= TEXT PASSAGE =
That celebration of capitalist globalization, as Nikil Saval explains, has been the common sense that mainstream economists, both liberal and conservative, have adhered to and disseminated, in their research, teaching, and policy advice, for many decades.

Today, of course, that common sense has been challenged—during the Second Great Depression, in the Brexit vote, during the course of the electoral campaigns of Bernie Sanders and Donald Trump—and economic elites, establishment politicians, and mainstream economists have been quick to issue dire warnings about the perils of disrupting the forces of globalization.

I have my own criticisms of Saval’s discussion of the rise and fall of the idea of globalization, especially his complete overlooking of the long tradition of globalization critics, especially on the Left, who have emphasized the dirty, violent, unequalizing underside of colonialism, neocolonialism, and imperialism.*

However, as a survey of the role of globalization within mainstream economics, Saval’s essay is well worth a careful read.

In particular, Saval points out that, in the heyday of the globalization consensus, Dani Rodrick was one of the few mainstream economists who had the temerity to question its merits in public.

And who was one of the leading defenders of the idea that globalization had to be celebrated and it critics treated with derision? None other than Paul Krugman.

Paul Krugman, who would win the Nobel prize in 2008 for his earlier work in trade theory and economic geography, privately warned Rodrik that his work would give “ammunition to the barbarians”.

It was a tacit acknowledgment that pro-globalisation economists, journalists and politicians had come under growing pressure from a new movement on the left, who were raising concerns very similar to Rodrik’s. Over the course of the 1990s, an unwieldy international coalition had begun to contest the notion that globalisation was good. Called “anti-globalisation” by the media, and the “alter-globalisation” or “global justice” movement by its participants, it tried to draw attention to the devastating effect that free trade policies were having, especially in the developing world, where globalisation was supposed to be having its most beneficial effect. This was a time when figures such as the New York Times columnist Thomas Friedman had given the topic a glitzy prominence by documenting his time among what he gratingly called “globalutionaries”: chatting amiably with the CEO of Monsanto one day, gawking at lingerie manufacturers in Sri Lanka the next. Activists were intent on showing a much darker picture, revealing how the record of globalisation consisted mostly of farmers pushed off their land and the rampant proliferation of sweatshops. They also implicated the highest world bodies in their critique: the G7, World Bank and IMF. In 1999, the movement reached a high point when a unique coalition of trade unions and environmentalists managed to shut down the meeting of the World Trade Organization in Seattle.

= DIRECTIVE A =
Quote the records word for word, beginning with the line that contains "For the evaluation set, locate the belt" and going on through the final line of the records.

Position annotation records
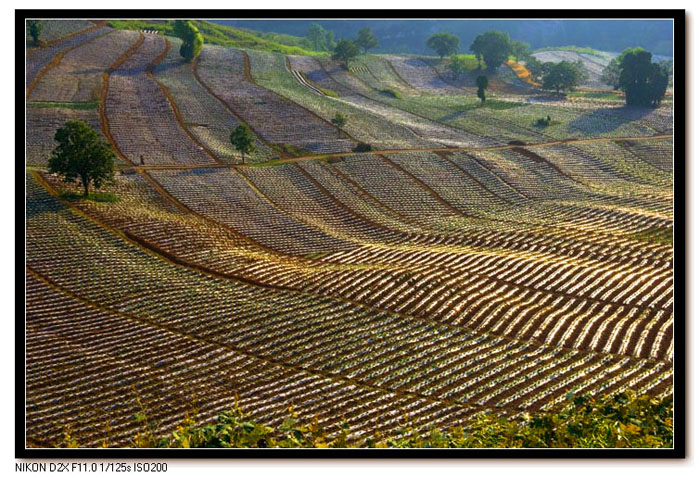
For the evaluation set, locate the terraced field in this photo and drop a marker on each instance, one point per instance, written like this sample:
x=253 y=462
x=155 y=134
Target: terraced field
x=447 y=273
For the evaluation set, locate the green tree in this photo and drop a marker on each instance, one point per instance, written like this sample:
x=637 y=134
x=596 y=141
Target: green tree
x=562 y=76
x=482 y=82
x=458 y=65
x=611 y=73
x=243 y=141
x=493 y=47
x=366 y=40
x=319 y=38
x=520 y=50
x=81 y=154
x=643 y=82
x=35 y=27
x=339 y=120
x=345 y=51
x=444 y=44
x=192 y=39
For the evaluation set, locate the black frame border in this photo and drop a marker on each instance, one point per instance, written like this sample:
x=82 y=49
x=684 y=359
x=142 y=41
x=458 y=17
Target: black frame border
x=680 y=232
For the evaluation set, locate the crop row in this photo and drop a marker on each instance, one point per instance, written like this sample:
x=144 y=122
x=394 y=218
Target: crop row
x=386 y=200
x=55 y=29
x=378 y=102
x=320 y=335
x=141 y=120
x=203 y=114
x=273 y=117
x=422 y=76
x=658 y=153
x=224 y=195
x=522 y=276
x=78 y=77
x=41 y=126
x=41 y=58
x=382 y=129
x=75 y=349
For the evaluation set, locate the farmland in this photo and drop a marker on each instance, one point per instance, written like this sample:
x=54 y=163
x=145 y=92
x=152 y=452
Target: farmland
x=470 y=263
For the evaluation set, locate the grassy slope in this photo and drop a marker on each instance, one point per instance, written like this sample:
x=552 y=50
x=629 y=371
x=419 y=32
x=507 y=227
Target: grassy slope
x=222 y=35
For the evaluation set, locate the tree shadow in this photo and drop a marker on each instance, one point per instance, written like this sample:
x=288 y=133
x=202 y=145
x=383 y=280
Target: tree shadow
x=606 y=120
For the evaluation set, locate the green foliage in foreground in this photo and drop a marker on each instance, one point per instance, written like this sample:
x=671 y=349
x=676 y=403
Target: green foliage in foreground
x=624 y=420
x=192 y=39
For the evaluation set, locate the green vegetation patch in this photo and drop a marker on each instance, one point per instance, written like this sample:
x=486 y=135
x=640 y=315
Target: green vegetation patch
x=291 y=151
x=66 y=105
x=221 y=35
x=329 y=92
x=496 y=104
x=596 y=95
x=622 y=421
x=655 y=235
x=92 y=196
x=577 y=49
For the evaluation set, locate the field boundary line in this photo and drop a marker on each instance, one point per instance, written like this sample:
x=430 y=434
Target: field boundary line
x=170 y=198
x=401 y=78
x=229 y=108
x=249 y=77
x=97 y=25
x=156 y=252
x=57 y=61
x=104 y=120
x=173 y=104
x=340 y=204
x=249 y=353
x=426 y=188
x=447 y=157
x=431 y=122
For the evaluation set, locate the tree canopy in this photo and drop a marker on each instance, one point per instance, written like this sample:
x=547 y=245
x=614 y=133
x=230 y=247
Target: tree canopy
x=458 y=64
x=493 y=47
x=192 y=39
x=482 y=82
x=366 y=40
x=81 y=154
x=444 y=44
x=243 y=141
x=643 y=82
x=35 y=27
x=345 y=51
x=520 y=50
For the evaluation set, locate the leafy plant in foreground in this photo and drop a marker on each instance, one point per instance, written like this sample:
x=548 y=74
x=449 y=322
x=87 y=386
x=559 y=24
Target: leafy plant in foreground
x=623 y=420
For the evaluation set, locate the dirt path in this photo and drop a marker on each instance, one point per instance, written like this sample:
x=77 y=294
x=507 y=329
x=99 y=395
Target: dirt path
x=399 y=151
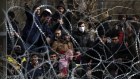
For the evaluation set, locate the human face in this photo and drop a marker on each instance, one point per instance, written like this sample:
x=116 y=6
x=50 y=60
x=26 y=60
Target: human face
x=34 y=59
x=37 y=10
x=115 y=40
x=53 y=57
x=104 y=39
x=61 y=9
x=45 y=19
x=58 y=33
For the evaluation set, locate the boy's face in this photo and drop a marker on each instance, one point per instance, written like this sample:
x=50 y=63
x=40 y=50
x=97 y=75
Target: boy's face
x=61 y=9
x=35 y=59
x=58 y=33
x=53 y=57
x=115 y=40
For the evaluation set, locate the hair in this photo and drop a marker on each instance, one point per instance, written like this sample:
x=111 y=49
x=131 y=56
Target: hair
x=80 y=23
x=35 y=7
x=11 y=14
x=45 y=13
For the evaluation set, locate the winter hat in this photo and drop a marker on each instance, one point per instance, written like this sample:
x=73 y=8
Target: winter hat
x=48 y=10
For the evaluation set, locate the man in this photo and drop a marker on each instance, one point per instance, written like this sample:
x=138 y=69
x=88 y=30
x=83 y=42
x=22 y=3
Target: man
x=32 y=68
x=61 y=18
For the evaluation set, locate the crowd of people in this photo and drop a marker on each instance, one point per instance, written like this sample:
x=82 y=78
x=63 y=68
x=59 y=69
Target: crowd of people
x=50 y=46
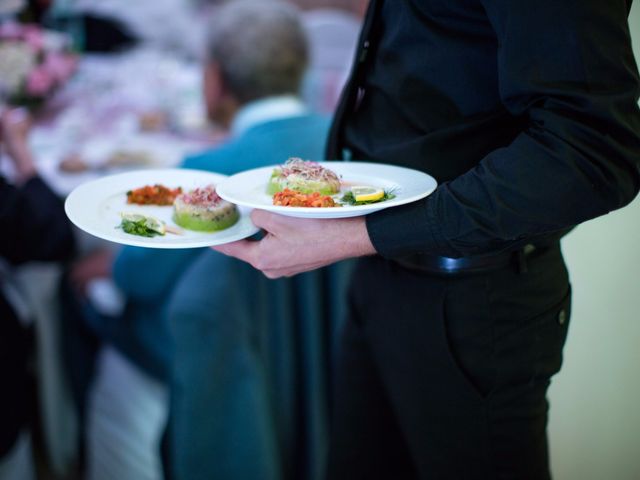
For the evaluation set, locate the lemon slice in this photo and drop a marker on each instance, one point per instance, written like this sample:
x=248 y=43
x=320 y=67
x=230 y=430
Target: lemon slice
x=151 y=223
x=363 y=193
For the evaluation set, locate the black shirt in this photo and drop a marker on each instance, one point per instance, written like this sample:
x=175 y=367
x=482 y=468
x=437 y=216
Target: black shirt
x=525 y=111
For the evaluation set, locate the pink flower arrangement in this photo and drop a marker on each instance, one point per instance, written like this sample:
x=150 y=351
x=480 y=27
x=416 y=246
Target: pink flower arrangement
x=31 y=67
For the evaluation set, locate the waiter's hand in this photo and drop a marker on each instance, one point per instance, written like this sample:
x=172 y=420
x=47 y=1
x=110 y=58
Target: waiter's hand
x=296 y=245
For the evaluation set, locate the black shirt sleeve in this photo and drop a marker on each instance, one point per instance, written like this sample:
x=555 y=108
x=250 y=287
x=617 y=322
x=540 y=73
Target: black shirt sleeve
x=33 y=224
x=568 y=68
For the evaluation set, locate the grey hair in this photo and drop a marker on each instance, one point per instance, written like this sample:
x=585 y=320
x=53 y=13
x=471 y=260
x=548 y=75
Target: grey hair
x=260 y=47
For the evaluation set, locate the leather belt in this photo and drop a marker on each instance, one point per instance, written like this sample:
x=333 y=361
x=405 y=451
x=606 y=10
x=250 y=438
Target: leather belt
x=468 y=265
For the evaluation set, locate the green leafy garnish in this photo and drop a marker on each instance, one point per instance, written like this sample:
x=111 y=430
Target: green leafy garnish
x=349 y=199
x=138 y=227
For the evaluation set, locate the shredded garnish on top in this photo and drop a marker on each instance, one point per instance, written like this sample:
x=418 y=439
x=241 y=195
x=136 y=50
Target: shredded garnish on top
x=203 y=196
x=307 y=170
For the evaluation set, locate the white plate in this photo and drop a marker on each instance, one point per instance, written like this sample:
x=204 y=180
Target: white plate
x=249 y=188
x=95 y=207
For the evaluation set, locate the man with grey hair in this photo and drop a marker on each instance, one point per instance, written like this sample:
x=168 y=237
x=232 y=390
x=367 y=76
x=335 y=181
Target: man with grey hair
x=256 y=55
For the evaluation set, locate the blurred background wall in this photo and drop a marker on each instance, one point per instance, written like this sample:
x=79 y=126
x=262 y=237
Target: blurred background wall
x=595 y=400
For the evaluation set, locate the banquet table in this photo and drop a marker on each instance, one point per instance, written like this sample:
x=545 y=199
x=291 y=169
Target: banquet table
x=96 y=115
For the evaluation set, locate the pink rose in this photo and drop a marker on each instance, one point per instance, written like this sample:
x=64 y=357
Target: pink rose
x=59 y=66
x=34 y=38
x=11 y=31
x=39 y=82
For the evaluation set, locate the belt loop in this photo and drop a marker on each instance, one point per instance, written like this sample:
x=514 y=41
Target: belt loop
x=522 y=261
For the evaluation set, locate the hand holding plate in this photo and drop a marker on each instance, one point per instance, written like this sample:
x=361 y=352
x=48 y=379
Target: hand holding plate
x=295 y=245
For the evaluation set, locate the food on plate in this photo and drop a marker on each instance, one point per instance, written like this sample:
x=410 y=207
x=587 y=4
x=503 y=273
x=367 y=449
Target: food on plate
x=153 y=121
x=125 y=158
x=142 y=225
x=153 y=195
x=291 y=198
x=73 y=163
x=203 y=210
x=365 y=195
x=303 y=176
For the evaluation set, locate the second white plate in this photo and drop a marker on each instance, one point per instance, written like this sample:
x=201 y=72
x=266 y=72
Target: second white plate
x=95 y=207
x=249 y=188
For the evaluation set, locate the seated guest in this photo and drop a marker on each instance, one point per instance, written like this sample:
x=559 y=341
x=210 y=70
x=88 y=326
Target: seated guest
x=257 y=55
x=34 y=227
x=246 y=400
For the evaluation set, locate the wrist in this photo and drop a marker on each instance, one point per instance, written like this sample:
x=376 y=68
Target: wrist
x=359 y=243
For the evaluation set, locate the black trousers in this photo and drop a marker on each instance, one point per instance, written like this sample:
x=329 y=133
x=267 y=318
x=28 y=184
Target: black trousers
x=446 y=377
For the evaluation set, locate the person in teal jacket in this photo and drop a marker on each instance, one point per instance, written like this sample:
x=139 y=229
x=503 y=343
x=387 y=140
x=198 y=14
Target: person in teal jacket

= DIRECTIVE B =
Continue the passage about globalization and its critics from the point where it stops.

= WRITTEN REPLY A =
For the evaluation set, locate the belt loop in this photo and drop a marker on each instance, one point per instance, written like this sample:
x=514 y=41
Target: belt loop
x=522 y=261
For the evaluation set, locate the hand holding plate in this photo and drop a marker on each instance, one point per instance, written like this sample:
x=361 y=352
x=48 y=379
Target: hand holding plate
x=295 y=245
For the evaluation set, locate the food on plate in this photo and drop a marker on each instance, one point per instance, written like this sample:
x=410 y=207
x=587 y=4
x=503 y=273
x=367 y=449
Target: food on plate
x=153 y=121
x=125 y=158
x=142 y=225
x=153 y=195
x=291 y=198
x=73 y=163
x=203 y=210
x=365 y=195
x=303 y=176
For the evaluation set, locate the second white plate in this photo and drop a marker on each instance, one point per instance, written like this sample:
x=201 y=72
x=266 y=72
Target: second white plate
x=95 y=207
x=249 y=188
For the evaluation set, locate the seated guest in this photo and drop a marker on each instance, one point per instance, written like this sample:
x=559 y=341
x=210 y=70
x=88 y=326
Target: seated guest
x=257 y=55
x=34 y=227
x=246 y=400
For the evaluation set, locate the wrist in this photo and drop a marker on each instance, one point per instance, written like this sample:
x=376 y=68
Target: wrist
x=359 y=243
For the evaluation set, locate the black trousers in this photo and drop a marker on each instance, one point per instance, written like this sample:
x=329 y=133
x=267 y=318
x=28 y=184
Target: black trousers
x=446 y=377
For the evaluation set, locate the person in teal jacket in this photo and drop a marker on each instance, one point per instance, written like this sample:
x=139 y=229
x=503 y=343
x=387 y=140
x=198 y=14
Target: person in teal jacket

= WRITTEN REPLY B =
In a state of panic, economists responded with a flood of columns and books that defended the necessity of a more open global market economy, in tones ranging from grandiose to sarcastic. In January 2000, Krugman used his first piece as a New York Times columnist to denounce the “trashing” of the WTO, calling it “a sad irony that the cause that has finally awakened the long-dormant American left is that of – yes! – denying opportunity to third-world workers”.

The irony is that Krugman won the Nobel Prize in Economics in recognition of his research and publications that called into question the neoclassical idea that countries engaged in and benefited from international trade based on given—exogenous—resource endowments and technologies. Instead, Krugman argued, those endowments and technologies were created historically and could be changed by government policies, including histories and policies that run counter to free trade and globalization.

Krugman was thus the one who gave theoretical “ammunition to the barbarians.” But that was the key: he considered the critics of globalization—the alter-globalization activists, heterodox economists, and many others—”barbarians.” For Krugman, they were and should remain outside the gates because, in his view, they were not trained in or respectful of the protocols of mainstream economics. The “barbarians” could not be trusted to understand or adhere to the ways mainstream economists like Krugman analyzed the exceptions to the common sense of globalization. They might get out of control and develop other arguments and economic institutions.

But then the winds began to shift.

In the wake of the financial crisis, the cracks began to show in the consensus on globalisation, to the point that, today, there may no longer be a consensus. Economists who were once ardent proponents of globalisation have become some of its most prominent critics. Erstwhile supporters now concede, at least in part, that it has produced inequality, unemployment and downward pressure on wages. Nuances and criticisms that economists only used to raise in private seminars are finally coming out in the open.

A few months before the financial crisis hit, Krugman was already confessing to a “guilty conscience”. In the 1990s, he had been very influential in arguing that global trade with poor countries had only a small effect on workers’ wages in rich countries. By 2008, he was having doubts: the data seemed to suggest that the effect was much larger than he had suspected.

And yet, as Saval points out, mainstream economists’ recognition of the unequalizing effects of capitalist globalization has come too late: “much of the damage done by globalisation—economic and political—is irreversible.”

The damage is, of course, only irreversible within the existing economic institutions. Imagining and enacting a radically different way of organizing the economy would undo that damage and benefit those who have been forced to have the freedom to submit to the forces of capitalist globalization.

But Rodrik and Krugman—and mainstream economists generally—don’t seem to be interested in participating in that project, which would give the “barbarians” a say in creating a different kind of globalization, beyond capitalism.

 

*Back in 2000—and in a series of articles, book chapters, and blog posts since then—I have attempted to rethink the relationship between capitalist globalization and imperialism. Marxist economist Prabhat Patnaik has also made the case for the continuing relevance of imperialism as an analytical construct for understanding and challenging effectively the logic and dynamics of contemporary capitalism.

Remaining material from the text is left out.